### TASK INSTRUCTIONS
Using the listing below, set down each line from the line containing "point(103, 253)" through the line containing "point(405, 399)", both ends included, exactly and with nothing added.

□ □ □ □ □

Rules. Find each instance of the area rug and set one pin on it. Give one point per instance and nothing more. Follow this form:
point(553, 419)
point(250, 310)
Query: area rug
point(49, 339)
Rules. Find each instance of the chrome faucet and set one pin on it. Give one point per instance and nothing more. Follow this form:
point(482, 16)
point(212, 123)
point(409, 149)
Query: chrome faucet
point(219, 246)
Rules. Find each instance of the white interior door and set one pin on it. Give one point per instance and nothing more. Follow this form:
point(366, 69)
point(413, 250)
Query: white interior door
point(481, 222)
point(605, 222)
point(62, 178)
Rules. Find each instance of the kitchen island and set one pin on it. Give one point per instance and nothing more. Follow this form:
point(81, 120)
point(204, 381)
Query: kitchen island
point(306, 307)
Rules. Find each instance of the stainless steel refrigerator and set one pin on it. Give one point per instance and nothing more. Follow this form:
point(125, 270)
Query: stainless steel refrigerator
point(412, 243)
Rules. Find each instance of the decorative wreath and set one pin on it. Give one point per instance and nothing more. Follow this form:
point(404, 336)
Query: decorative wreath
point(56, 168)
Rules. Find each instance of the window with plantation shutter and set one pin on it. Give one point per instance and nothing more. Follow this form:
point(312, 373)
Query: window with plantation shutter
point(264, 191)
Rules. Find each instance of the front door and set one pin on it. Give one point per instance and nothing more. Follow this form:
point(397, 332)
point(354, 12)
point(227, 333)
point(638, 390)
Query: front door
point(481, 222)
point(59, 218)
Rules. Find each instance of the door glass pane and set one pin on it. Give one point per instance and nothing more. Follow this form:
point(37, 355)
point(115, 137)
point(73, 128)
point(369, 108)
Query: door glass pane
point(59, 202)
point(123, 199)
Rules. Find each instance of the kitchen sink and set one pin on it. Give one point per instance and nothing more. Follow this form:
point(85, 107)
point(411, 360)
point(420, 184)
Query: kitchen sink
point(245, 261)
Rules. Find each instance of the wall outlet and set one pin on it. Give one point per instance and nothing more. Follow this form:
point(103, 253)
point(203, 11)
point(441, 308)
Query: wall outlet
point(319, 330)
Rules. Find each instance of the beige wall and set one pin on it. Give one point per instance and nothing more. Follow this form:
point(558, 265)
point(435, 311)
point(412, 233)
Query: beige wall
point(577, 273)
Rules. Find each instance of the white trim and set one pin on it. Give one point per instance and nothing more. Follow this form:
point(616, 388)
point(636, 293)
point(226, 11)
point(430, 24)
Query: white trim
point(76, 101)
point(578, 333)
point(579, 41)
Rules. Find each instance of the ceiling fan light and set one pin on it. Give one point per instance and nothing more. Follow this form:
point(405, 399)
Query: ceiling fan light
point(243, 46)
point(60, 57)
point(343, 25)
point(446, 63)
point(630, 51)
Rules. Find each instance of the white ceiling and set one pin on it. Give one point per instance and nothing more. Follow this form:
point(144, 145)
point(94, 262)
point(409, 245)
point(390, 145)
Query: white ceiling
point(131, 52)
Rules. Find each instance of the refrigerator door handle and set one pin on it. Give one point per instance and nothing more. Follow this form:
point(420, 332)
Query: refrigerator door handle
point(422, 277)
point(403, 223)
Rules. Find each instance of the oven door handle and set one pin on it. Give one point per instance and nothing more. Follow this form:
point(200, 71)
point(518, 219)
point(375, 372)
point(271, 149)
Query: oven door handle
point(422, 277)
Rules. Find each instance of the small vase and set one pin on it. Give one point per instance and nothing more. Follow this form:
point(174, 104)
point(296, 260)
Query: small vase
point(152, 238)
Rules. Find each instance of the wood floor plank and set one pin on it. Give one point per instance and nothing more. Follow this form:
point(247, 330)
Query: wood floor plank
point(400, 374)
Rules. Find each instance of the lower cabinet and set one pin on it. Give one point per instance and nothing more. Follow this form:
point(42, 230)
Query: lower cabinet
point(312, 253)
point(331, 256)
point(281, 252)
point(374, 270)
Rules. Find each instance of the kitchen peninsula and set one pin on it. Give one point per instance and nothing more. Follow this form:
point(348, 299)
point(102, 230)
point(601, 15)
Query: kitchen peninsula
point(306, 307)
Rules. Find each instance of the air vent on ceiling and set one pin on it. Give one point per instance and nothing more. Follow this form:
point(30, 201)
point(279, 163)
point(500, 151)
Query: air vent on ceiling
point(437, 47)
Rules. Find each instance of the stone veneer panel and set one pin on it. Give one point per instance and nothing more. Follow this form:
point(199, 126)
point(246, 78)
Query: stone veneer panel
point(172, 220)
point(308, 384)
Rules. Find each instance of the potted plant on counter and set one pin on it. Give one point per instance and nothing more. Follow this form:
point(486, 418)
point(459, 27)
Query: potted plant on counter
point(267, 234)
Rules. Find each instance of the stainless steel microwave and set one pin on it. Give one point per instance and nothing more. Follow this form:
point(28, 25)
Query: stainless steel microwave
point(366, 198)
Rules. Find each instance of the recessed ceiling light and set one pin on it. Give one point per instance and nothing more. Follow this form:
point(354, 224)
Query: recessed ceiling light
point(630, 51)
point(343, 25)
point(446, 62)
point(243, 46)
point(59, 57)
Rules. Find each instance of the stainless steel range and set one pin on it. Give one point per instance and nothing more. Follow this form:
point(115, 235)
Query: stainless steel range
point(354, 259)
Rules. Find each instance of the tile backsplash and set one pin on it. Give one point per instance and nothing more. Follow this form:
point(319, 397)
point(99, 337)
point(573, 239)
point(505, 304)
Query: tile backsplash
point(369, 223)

□ □ □ □ □

### THE ANSWER
point(103, 253)
point(203, 11)
point(441, 308)
Query: wall outlet
point(319, 330)
Rules. Find each instance of the beige wall and set one pin on it. Give one point per instance and nothing more. Follow this form:
point(558, 265)
point(435, 311)
point(412, 233)
Query: beige wall
point(577, 273)
Rules. Find each instance of the white trim and set one pin on it. Give one point per instance and nothing more. Follow this form:
point(616, 388)
point(636, 293)
point(226, 11)
point(430, 24)
Query: white trim
point(76, 101)
point(578, 333)
point(579, 41)
Rules. Find each instance of the ceiling fan light and set one pin on it. Give one point per instance and nothing more. Follow this form:
point(405, 399)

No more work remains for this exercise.